__GIVEN PASSAGE__.

-- begin --

More for the attention chapter.


.. raw:: html

    <div class="mdl-tabs mdl-js-tabs mdl-js-ripple-effect"><div class="mdl-tabs__tab-bar code"><a href="#pytorch-17-0" onclick="tagClick('pytorch'); return false;" class="mdl-tabs__tab is-active">pytorch</a><a href="#mxnet-17-1" onclick="tagClick('mxnet'); return false;" class="mdl-tabs__tab ">mxnet</a><a href="#tensorflow-17-2" onclick="tagClick('tensorflow'); return false;" class="mdl-tabs__tab ">tensorflow</a></div>


.. raw:: html

    <div class="mdl-tabs__panel is-active" id="pytorch-17-0">

.. raw:: latex

   \diilbookstyleinputcell

.. code:: python

    #@save
    d2l.DATA_HUB['fra-eng'] = (d2l.DATA_URL + 'fra-eng.zip',
                               '94646ad1522d915e7b0f9296181140edcf86a4f5')
    
    #@save
    def read_data_nmt():
        """Load the English-French dataset."""
        data_dir = d2l.download_extract('fra-eng')
        with open(os.path.join(data_dir, 'fra.txt'), 'r', encoding='utf-8') as f:
            return f.read()
    
    #@save
    def preprocess_nmt(text):
        """Preprocess the English-French dataset."""
        def no_space(char, prev_char):
            return char in set(',.!?') and prev_char != ' '
    
        # Replace non-breaking space with space, and convert uppercase letters to
        # lowercase ones
        text = text.replace('\u202f', ' ').replace('\xa0', ' ').lower()
        # Insert space between words and punctuation marks
        out = [' ' + char if i > 0 and no_space(char, text[i - 1]) else char
               for i, char in enumerate(text)]
        return ''.join(out)
    
    #@save
    def tokenize_nmt(text, num_examples=None):
        """Tokenize the English-French dataset."""

-- end --

__STORED DATA__.
-- begin --

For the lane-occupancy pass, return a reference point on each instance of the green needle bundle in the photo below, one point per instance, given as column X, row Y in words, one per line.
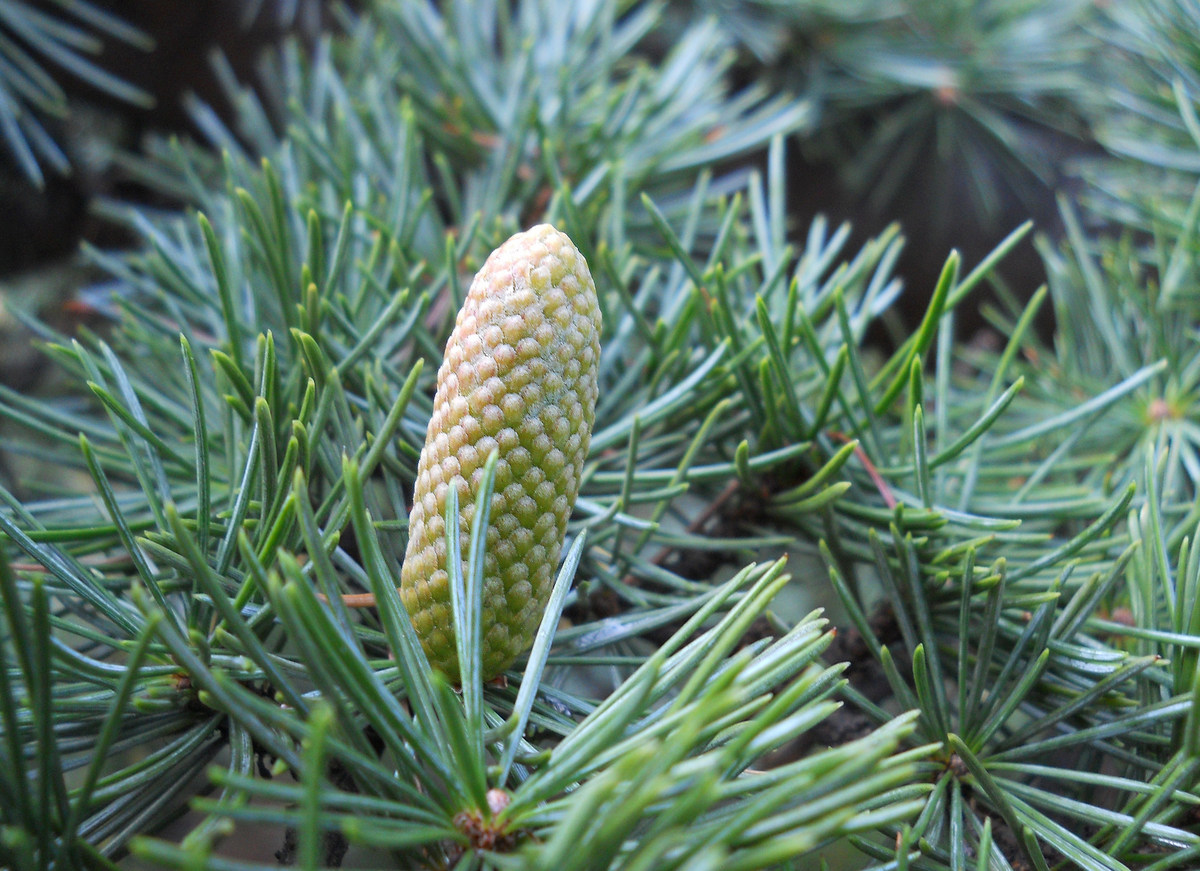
column 519, row 378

-- end --

__SHORT TASK 1__. In the code excerpt, which file does the read_data_nmt function open inside the data directory?
__SHORT TASK 2__. Reproduce the code excerpt from "# Replace non-breaking" to "return ''.join(out)".
The material above comes from a different source than the code excerpt.

__OUTPUT 1__. It opens fra.txt.

__OUTPUT 2__.
# Replace non-breaking space with space, and convert uppercase letters to
        # lowercase ones
        text = text.replace('\u202f', ' ').replace('\xa0', ' ').lower()
        # Insert space between words and punctuation marks
        out = [' ' + char if i > 0 and no_space(char, text[i - 1]) else char
               for i, char in enumerate(text)]
        return ''.join(out)